* Selected excerpt:
Meredith Holt, Published April 01 2013
Mom adds voice to ND child care debate in memory of late daughter
“My co-workers absolutely loved her. They would stop by my office just to see her,” mom Tammy Czapiewski says.
Known for her big smile and giggly laugh, Addison was set down for a nap on her third day at day care. The happy baby didn’t wake up.
According to the Centers for Disease Control and Prevention, more than 4,500 infants die suddenly of no immediate, obvious cause. Addison was one of them.
Tammy Czapiewski, 29, of Bismarck, says it was 45 minutes before Addison was checked on.
“To me, 45 minutes is completely unacceptable,” she says.
A couple months after Addison died, her mother started researching North Dakota law and fighting for tougher child care regulations.
The current law states, “The provider shall check on sleeping infants regularly or have a monitor in the room with the sleeping infant.”
Czapiewski is petitioning to define “regularly” as “every 15 minutes” and change the “or” to an “and.” So far she has over 1,000 signatures.
Next week she’ll be in Washington to speak on Capitol Hill and try to gain support for Addison’s Law, which would address how often providers check on sleeping infants under their care.

* What to do: In the article on North Dakota child care rules, how long does Tammy Czapiewski say passed before Addison was checked on?

* Input data:
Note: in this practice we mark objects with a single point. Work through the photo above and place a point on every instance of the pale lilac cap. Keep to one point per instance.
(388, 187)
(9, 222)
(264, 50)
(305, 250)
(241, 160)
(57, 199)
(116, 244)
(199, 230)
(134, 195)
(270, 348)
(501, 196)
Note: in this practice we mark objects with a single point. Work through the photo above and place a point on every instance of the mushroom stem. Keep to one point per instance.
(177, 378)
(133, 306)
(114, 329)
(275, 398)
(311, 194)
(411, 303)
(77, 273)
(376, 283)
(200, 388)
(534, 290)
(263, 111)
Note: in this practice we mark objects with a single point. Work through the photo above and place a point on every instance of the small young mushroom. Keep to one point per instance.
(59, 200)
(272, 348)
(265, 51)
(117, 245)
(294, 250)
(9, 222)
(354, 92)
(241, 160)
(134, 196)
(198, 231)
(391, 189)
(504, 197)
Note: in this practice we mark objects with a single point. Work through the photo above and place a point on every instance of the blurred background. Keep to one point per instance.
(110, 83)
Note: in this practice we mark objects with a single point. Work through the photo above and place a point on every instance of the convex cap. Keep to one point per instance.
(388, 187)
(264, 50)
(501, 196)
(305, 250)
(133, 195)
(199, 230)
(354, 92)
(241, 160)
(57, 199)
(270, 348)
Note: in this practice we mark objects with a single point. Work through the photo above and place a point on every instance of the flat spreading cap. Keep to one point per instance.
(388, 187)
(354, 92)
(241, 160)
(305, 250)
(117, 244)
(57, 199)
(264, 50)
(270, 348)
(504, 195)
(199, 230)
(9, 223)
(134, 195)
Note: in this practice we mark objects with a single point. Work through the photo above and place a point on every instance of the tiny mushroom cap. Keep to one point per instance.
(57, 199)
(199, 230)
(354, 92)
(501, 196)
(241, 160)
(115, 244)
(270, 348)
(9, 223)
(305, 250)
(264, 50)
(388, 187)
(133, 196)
* * *
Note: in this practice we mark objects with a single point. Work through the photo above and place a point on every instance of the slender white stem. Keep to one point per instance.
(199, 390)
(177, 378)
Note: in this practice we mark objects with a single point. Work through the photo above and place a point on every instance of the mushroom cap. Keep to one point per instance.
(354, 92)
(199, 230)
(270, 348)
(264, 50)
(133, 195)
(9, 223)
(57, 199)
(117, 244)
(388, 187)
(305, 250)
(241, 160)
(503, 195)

* Exercise result: 45 minutes